Task to carry out: Rename "Target" to "Object" in the listing from its first line through the line containing "<point>34,407</point>", and reproduce those lines with nothing else changed. Omit the pictures from your answer.

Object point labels

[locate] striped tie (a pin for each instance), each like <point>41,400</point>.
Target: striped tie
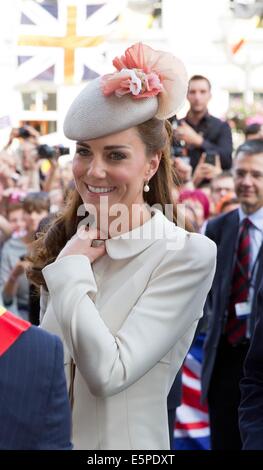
<point>235,329</point>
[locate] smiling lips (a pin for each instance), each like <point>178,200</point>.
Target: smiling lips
<point>99,190</point>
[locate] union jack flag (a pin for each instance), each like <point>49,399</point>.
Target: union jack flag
<point>64,42</point>
<point>192,422</point>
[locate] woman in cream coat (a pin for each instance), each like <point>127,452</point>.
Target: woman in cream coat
<point>127,308</point>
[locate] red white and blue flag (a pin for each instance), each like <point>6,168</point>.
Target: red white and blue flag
<point>64,42</point>
<point>192,422</point>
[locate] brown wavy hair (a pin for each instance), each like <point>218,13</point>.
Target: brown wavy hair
<point>156,136</point>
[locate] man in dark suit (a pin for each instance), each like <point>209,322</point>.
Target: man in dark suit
<point>223,355</point>
<point>200,132</point>
<point>251,407</point>
<point>34,407</point>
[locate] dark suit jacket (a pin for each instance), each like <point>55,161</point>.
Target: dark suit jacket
<point>223,230</point>
<point>34,408</point>
<point>251,407</point>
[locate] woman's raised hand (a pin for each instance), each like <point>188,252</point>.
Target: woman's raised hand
<point>82,243</point>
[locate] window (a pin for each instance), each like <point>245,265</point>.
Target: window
<point>49,101</point>
<point>236,100</point>
<point>29,101</point>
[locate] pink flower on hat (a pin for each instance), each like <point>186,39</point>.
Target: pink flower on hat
<point>144,72</point>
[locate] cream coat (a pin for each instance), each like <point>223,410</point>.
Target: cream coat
<point>128,322</point>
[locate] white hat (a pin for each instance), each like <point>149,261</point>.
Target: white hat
<point>147,84</point>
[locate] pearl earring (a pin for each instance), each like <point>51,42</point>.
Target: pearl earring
<point>146,187</point>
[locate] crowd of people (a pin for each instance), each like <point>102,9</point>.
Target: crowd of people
<point>126,307</point>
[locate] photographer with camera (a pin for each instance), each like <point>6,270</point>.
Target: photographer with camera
<point>199,132</point>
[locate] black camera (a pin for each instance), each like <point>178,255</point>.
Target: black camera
<point>210,157</point>
<point>23,132</point>
<point>49,153</point>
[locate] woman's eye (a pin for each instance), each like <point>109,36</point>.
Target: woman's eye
<point>117,156</point>
<point>82,152</point>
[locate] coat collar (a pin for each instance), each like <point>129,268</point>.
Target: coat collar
<point>137,240</point>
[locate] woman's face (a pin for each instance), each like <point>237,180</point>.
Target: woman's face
<point>114,168</point>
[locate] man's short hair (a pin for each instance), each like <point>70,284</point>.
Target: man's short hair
<point>252,129</point>
<point>199,77</point>
<point>250,147</point>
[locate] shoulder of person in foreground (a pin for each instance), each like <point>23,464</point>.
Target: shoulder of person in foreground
<point>251,386</point>
<point>56,429</point>
<point>193,248</point>
<point>217,225</point>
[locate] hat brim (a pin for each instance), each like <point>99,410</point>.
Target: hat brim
<point>92,115</point>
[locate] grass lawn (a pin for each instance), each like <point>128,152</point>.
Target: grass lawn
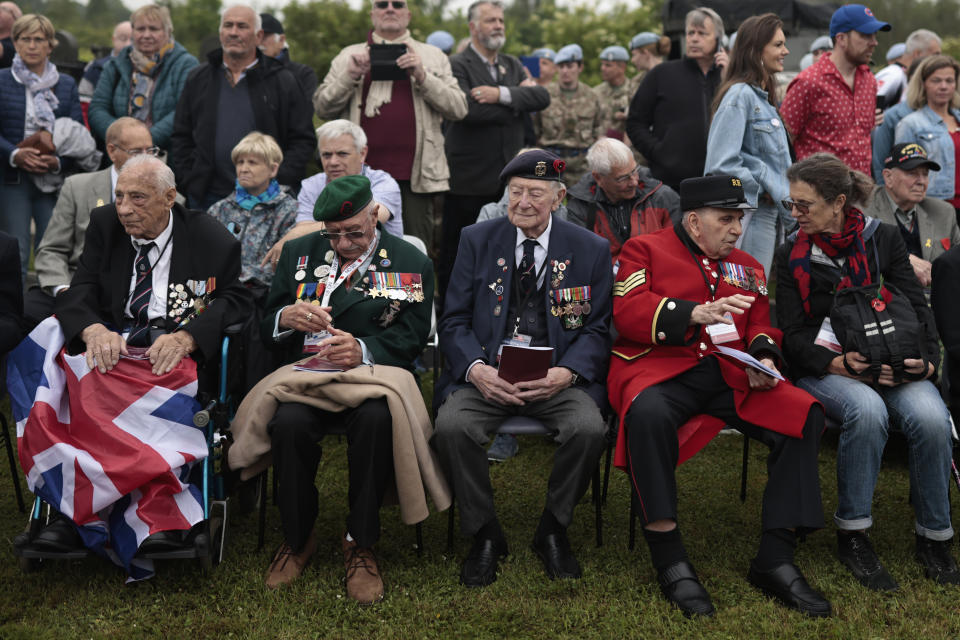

The reply:
[locate] striped tie (a pin for each instance), each like <point>41,400</point>.
Object: striped tie
<point>235,329</point>
[locate] smiling lips (a pin for each instance), each like <point>178,200</point>.
Object: smiling lips
<point>99,190</point>
[locate] union jack flag (a pin for each instance), each like <point>49,399</point>.
Object: union jack flag
<point>64,42</point>
<point>192,422</point>
[locate] woman in cream coat (a pin for each instance), each like <point>127,452</point>.
Object: woman in cream coat
<point>127,308</point>
[locate] red white and blue flag (a pin for each instance), each like <point>6,168</point>.
Object: red white and blue flag
<point>64,42</point>
<point>192,422</point>
[locate] brown wavy hair (a pin for each instance), each like <point>218,13</point>.
Object: brown wavy hair
<point>156,136</point>
[locate] man in dark suit (a pin for each instance), each like <point>209,322</point>.
Object: man in dark suit
<point>223,355</point>
<point>200,132</point>
<point>251,407</point>
<point>34,407</point>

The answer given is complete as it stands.